[RECORDS PROVIDED — start]

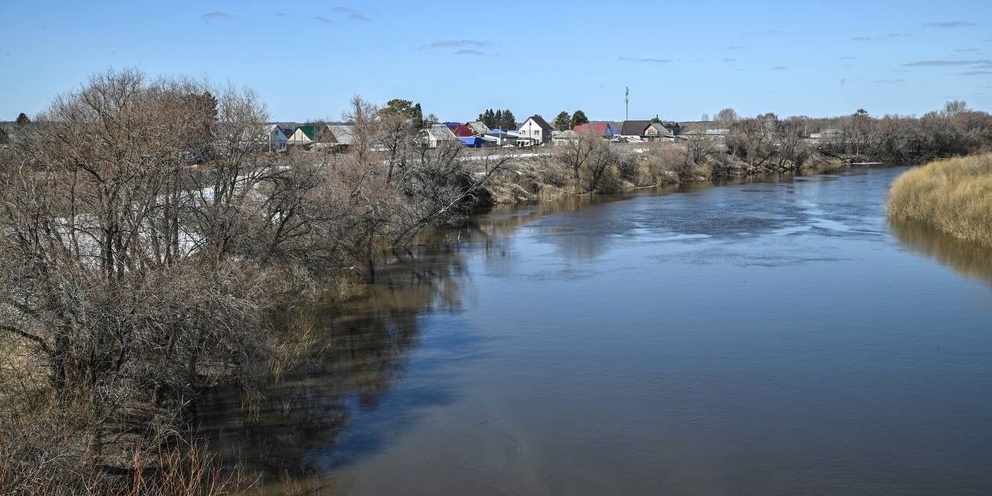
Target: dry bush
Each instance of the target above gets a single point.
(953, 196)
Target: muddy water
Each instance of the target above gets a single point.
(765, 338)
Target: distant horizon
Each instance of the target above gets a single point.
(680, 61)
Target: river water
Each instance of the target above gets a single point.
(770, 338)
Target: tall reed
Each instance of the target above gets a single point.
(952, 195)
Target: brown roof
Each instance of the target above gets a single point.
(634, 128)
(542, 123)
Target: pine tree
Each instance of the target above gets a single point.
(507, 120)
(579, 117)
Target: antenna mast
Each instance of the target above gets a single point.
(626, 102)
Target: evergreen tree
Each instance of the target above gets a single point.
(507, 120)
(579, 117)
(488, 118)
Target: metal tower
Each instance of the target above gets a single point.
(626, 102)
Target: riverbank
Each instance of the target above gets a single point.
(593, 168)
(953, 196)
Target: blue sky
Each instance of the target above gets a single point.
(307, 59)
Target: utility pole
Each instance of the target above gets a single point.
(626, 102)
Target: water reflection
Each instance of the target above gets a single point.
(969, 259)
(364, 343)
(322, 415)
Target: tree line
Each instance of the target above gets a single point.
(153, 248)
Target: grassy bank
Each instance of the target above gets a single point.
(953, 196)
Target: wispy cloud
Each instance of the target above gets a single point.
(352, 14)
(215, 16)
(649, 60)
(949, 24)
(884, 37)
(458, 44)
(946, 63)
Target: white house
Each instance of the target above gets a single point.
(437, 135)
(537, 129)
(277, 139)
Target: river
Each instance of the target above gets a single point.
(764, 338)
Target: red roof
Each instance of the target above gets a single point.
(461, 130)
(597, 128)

[RECORDS PROVIDED — finish]

→ **WHAT IS EXPECTED**: In the listing above, find the line containing "Target: muddy water" and the line containing "Target: brown roof", then retype both and every line between them exactly, with nothing else.

→ **RESULT FOR THIS EXERCISE**:
Target: muddy water
Each instance of the target above gets a single point.
(765, 338)
Target: distant horizon
Each instance of the target above gets a single point.
(680, 61)
Target: river water
Each instance of the target above gets a single point.
(770, 338)
Target: tall reed
Each instance of the target above gets a single point.
(952, 195)
Target: brown roof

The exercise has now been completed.